--- start Document extract ---

# Sonics offered Allen to Celtics?



## Causeway (May 18, 2005)

KJR-AM radio reported that the Sonics offered Allen to the Boston Celtics for the fifth pick and Theo Ratliff.

EDIT: Post 3000.


----------



## Premier (Oct 30, 2003)

He's too expensive, but at least the Celtics are considering quality offers.


----------



## ToddMacCulloch11 (May 31, 2003)

Ray Allen and Allan Ray on the same team...that's a sure sign of the apocalypse.


----------



## BostonBasketball (Jan 10, 2005)

Can you imagine how much having Allen and Pierce on the same team would open things up for Al? I don't see why you don't do this. Yes he's expensive, but any quality veteran player will be.


----------



## #1AntoineWalkerFan (Mar 10, 2005)

if the reason they turned it down was because they really wanted KG then i understand that...but i dont see otherwise why we dont do this trade...id be much more happy if it was wally goin with the 5, but rondo allen pierce gomes jefferson would be fun to watch...there will be no defense played, but they would be winning again


congrats on post 3000 :cheers:


----------



## G-Force (Jan 4, 2005)

I have no interest in trading away Ray Allen at this time. And I have even less interest in acquiring Wally as part of a potential trade.


----------



## narrator (Feb 11, 2006)

G-Force said:


> I have no interest in trading away Ray Allen at this time. And I have even less interest in acquiring Wally as part of a potential trade.


Sam Presti? Is that you? Is this me? Well, you just hold on there, pil-grim.


----------



## agoo (Jun 1, 2003)

BostonBasketball said:


> Can you imagine how much having Allen and Pierce on the same team would open things up for Al? I don't see why you don't do this. Yes he's expensive, but any quality veteran player will be.


It would open it up when Jefferson learns to pass out of the post.

Until then, guys can just collapse on him.


----------



## Floods (Oct 25, 2005)

this is such bull****


----------



## Marcus13 (Jul 17, 2002)

if this is true the Celtics are seriously ****in up. KG dont wanna play for yall


----------



## ZWW (Jan 17, 2004)

Wow with all these Celtics rumors.

I don't like this fit much at all even if Wally has been offered in the trade.


----------



## Ainge for 3 (May 23, 2007)

#5, Delonte and Wally for Robert Swift and Ray Allen is the reported rumor.


----------



## LamarButler (Apr 16, 2005)

Good deal for the Celtics.

--- end Document extract ---
--- start Given records ---

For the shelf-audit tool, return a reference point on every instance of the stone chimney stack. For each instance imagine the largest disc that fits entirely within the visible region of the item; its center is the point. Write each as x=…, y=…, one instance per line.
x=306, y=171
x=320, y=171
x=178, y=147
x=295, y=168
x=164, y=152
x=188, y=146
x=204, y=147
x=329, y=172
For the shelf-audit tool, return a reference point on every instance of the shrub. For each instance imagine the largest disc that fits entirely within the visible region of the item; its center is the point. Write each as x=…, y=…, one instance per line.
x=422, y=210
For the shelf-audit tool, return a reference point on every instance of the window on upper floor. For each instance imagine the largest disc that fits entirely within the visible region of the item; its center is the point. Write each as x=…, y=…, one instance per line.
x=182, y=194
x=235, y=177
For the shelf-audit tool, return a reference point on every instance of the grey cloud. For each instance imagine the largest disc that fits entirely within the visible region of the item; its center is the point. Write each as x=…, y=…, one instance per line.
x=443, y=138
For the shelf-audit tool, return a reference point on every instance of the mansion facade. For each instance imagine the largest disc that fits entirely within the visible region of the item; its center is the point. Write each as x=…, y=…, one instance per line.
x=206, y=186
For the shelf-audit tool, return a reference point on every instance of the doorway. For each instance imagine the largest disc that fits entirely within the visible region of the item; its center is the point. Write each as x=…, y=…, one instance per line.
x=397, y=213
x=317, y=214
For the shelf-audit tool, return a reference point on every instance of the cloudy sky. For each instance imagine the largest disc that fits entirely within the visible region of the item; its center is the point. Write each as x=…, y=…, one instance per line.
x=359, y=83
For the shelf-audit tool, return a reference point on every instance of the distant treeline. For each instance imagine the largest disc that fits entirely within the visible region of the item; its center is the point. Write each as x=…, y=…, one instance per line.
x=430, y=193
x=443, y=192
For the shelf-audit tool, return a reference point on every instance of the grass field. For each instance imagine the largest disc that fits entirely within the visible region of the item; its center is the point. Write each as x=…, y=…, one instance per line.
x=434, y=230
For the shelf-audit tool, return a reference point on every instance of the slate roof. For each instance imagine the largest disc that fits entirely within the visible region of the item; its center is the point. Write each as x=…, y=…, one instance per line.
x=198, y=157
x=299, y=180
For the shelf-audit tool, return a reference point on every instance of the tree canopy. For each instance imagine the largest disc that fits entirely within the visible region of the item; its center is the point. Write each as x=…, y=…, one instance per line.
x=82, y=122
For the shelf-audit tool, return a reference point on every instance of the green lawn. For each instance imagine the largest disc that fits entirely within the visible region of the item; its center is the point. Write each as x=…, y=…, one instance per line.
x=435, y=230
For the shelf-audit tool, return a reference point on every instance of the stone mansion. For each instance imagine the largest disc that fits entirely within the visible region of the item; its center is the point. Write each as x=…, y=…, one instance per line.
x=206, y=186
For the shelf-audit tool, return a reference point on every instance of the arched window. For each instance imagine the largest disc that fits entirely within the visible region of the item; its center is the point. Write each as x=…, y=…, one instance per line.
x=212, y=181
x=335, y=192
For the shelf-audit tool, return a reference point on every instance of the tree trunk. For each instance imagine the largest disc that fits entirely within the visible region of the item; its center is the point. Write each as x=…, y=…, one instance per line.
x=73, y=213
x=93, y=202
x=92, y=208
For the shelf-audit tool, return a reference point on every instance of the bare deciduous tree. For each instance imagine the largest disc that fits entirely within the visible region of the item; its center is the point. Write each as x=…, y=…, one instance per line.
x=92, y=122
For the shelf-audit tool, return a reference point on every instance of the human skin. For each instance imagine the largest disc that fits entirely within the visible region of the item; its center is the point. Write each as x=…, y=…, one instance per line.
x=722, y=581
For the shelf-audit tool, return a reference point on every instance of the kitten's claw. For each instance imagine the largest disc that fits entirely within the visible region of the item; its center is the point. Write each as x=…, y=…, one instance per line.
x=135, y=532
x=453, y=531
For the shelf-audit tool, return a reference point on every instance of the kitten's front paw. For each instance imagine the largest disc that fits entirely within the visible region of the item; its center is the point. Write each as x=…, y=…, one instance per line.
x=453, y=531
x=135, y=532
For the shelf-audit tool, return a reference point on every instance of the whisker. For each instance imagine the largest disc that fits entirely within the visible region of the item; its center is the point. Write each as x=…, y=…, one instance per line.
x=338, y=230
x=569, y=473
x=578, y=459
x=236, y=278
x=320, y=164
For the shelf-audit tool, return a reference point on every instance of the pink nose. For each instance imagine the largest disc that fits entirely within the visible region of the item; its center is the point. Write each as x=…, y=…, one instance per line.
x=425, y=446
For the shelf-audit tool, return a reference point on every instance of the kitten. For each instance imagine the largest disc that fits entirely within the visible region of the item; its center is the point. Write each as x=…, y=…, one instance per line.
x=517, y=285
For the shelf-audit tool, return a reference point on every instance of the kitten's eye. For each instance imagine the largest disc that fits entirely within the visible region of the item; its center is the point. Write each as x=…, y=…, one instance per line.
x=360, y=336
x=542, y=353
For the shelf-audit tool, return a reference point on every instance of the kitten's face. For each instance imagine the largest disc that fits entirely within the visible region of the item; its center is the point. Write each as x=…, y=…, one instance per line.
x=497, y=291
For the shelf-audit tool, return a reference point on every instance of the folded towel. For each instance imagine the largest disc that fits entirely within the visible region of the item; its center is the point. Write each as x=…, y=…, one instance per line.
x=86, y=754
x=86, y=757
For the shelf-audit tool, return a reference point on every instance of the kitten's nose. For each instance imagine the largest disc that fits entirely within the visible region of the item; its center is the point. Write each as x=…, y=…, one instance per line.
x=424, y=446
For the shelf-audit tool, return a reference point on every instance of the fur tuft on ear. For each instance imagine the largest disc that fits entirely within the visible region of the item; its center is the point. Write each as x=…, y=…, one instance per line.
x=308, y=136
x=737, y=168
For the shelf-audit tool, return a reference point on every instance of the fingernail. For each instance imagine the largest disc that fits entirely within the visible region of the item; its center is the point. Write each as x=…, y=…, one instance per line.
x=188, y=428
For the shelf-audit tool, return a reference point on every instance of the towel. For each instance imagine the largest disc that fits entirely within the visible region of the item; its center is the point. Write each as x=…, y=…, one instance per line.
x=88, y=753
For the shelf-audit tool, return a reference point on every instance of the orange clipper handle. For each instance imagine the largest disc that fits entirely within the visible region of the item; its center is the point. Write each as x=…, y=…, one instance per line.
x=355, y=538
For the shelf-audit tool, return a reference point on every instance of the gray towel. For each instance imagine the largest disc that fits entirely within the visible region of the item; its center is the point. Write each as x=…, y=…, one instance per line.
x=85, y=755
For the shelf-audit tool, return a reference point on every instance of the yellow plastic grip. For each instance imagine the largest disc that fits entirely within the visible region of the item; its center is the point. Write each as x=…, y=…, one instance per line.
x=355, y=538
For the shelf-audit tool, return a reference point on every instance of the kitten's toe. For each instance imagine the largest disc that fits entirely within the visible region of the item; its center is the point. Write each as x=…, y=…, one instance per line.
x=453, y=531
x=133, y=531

--- end Given records ---

• **Problem set**
A. Copy the stretch of the thread on the Allen trade rumor from "## ZWW (Jan" through "(May 23, 2007)", swapping "rumors" for "reports".
B. Carry on the forum thread about the Sonics offering Allen to the Celtics from the point where it stops.

• **The responses**
A.
## ZWW (Jan 17, 2004)

Wow with all these Celtics reports.

I don't like this fit much at all even if Wally has been offered in the trade.


----------



## Ainge for 3 (May 23, 2007)

B.
To all of the people who say Pierce and Allen both need the ball and wouldn't work, Ray Allen is the best shooter in the league. You guys act like he's Wade or something. I think he'd be perfectly fine shooting wide open shots that Jefferson and Pierce would give him.


----------



## agoo (Jun 1, 2003)

Pierce and Allen could work offensively. Pierce would be number one, but he has no problem at all passing to the open guy. However, Jefferson can't pass.


----------



## Dirty Dirk41 (Nov 5, 2003)

We would be upgraded def!!1 but by knows means they would win a title.....take YI!! Let Rondo Big Al, Gerald, an Yi GROW wit pierce an tony allen an wally This team can DO SOMETHING


----------



## Causeway (May 18, 2005)

Pierce at the 3 and Allen at the 2 is not a good thing? Sounds very nice to me. People are tired of youth...want to win now...want Pierce to stay...here you go. An allstar with maybe the sweetest shot in the NBA. And we hold onto Al. And Wally who got bashed since the day he arrive would be gone. What's to complain about?


----------



## #1AntoineWalkerFan (Mar 10, 2005)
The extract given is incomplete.